__Problem requirements__.
Report every line from the material that contains the word "stalk".

----------

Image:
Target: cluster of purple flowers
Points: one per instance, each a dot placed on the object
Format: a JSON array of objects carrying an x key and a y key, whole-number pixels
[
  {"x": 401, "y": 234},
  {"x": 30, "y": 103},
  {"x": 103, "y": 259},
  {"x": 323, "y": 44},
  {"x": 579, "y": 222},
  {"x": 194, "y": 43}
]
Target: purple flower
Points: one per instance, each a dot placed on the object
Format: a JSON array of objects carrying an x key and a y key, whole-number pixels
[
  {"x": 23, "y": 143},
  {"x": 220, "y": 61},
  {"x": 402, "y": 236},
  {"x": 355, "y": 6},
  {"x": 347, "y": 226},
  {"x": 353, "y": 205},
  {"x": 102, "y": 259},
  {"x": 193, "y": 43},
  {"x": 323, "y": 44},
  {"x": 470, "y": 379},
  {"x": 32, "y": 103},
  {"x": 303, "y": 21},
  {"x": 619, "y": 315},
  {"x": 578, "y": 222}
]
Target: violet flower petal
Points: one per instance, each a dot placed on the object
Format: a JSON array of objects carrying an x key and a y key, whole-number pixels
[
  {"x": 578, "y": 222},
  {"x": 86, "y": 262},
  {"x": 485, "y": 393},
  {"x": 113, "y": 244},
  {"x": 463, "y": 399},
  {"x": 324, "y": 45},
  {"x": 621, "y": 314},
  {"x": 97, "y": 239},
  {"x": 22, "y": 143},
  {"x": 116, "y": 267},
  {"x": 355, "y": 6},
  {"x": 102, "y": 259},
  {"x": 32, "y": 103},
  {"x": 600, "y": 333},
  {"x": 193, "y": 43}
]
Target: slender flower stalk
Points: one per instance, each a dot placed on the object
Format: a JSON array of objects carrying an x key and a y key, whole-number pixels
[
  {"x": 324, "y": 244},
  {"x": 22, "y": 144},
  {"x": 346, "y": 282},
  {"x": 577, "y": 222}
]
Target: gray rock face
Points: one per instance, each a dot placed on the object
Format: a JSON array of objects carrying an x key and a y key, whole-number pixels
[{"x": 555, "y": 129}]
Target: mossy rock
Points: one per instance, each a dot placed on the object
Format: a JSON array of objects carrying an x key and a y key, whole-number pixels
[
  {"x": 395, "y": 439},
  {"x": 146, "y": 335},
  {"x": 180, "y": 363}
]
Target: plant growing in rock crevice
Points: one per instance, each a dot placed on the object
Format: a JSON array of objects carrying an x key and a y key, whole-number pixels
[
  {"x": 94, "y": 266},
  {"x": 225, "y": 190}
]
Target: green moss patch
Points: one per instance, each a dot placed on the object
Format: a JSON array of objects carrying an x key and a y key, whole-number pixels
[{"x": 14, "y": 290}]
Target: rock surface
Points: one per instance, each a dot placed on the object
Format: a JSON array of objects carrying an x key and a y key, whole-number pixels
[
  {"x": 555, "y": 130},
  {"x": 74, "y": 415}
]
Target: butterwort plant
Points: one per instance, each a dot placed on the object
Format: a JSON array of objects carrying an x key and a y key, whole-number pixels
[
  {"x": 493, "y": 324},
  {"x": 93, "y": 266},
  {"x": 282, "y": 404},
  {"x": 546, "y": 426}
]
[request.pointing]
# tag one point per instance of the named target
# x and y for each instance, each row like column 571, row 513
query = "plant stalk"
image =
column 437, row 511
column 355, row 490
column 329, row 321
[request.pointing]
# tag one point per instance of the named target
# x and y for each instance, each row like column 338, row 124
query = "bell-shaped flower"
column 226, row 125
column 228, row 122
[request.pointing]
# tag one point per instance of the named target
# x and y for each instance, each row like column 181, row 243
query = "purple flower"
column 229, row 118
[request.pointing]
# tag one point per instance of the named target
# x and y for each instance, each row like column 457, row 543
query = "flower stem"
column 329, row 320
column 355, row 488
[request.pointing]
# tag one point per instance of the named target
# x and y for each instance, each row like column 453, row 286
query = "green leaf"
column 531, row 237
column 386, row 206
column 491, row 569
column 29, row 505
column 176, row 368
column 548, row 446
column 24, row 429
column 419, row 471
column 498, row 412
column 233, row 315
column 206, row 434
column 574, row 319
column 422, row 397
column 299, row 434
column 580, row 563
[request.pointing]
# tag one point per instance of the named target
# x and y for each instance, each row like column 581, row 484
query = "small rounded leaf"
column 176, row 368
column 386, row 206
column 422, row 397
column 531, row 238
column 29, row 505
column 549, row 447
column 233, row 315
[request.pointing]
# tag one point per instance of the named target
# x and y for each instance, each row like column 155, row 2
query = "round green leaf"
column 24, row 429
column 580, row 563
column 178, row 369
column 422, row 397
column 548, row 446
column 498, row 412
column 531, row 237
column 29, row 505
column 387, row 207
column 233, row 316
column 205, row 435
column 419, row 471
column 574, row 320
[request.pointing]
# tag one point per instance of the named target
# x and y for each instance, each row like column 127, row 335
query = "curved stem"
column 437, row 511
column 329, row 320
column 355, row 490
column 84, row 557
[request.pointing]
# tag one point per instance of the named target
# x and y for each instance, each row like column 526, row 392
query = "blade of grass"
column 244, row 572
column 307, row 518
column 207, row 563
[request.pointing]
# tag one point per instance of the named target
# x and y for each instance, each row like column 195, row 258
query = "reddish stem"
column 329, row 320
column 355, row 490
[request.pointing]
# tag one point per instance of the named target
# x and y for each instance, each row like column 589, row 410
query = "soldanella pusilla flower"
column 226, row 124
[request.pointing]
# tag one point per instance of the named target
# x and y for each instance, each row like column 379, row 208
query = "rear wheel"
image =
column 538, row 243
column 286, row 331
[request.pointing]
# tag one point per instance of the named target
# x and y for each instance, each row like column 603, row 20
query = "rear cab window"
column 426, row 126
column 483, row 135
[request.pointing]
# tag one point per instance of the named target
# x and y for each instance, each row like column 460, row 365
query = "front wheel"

----------

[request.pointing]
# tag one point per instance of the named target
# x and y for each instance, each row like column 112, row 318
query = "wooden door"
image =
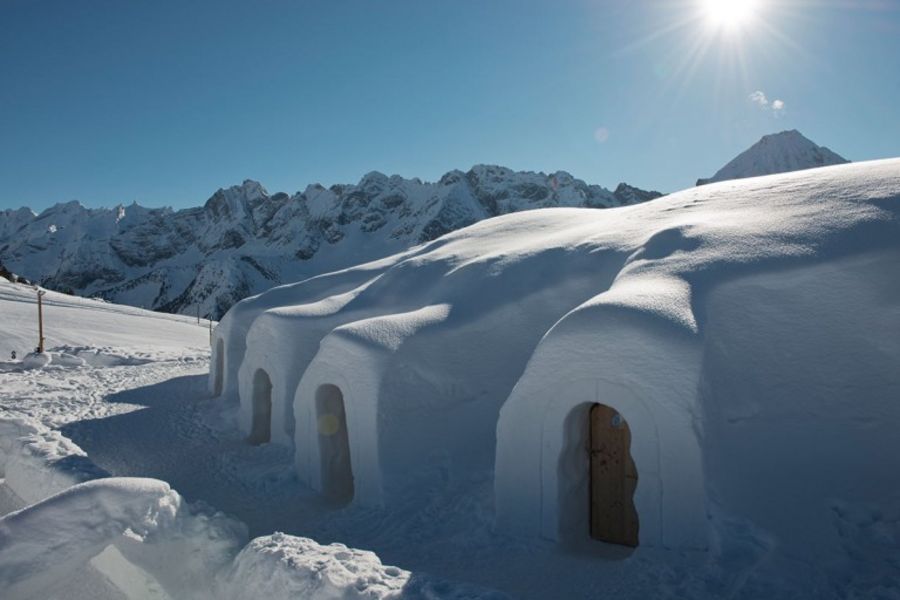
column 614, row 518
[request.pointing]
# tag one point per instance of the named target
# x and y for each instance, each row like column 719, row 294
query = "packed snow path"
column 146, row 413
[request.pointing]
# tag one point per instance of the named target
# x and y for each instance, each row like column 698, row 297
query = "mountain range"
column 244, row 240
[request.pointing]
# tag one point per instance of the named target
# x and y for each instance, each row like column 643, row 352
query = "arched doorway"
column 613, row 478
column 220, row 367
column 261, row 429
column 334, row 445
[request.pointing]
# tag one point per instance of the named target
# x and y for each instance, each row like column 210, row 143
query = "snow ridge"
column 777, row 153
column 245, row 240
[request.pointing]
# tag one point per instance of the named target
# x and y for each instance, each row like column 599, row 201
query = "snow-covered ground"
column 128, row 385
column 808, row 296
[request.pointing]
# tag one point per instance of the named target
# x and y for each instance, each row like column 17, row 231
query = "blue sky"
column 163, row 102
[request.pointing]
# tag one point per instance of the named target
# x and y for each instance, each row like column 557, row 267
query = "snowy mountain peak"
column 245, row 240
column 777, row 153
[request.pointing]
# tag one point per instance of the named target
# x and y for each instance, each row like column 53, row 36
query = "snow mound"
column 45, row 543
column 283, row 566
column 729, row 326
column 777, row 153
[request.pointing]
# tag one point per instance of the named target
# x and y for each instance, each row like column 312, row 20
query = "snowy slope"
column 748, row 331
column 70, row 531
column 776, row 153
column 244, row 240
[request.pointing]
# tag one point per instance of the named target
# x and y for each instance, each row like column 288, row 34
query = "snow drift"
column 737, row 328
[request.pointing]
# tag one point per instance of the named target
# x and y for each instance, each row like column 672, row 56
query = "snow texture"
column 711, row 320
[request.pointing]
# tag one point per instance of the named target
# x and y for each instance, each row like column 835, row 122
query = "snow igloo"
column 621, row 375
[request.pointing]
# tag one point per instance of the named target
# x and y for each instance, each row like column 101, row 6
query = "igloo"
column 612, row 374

----------

__Finished exercise__.
Target: slender flower stalk
query = "plant stalk"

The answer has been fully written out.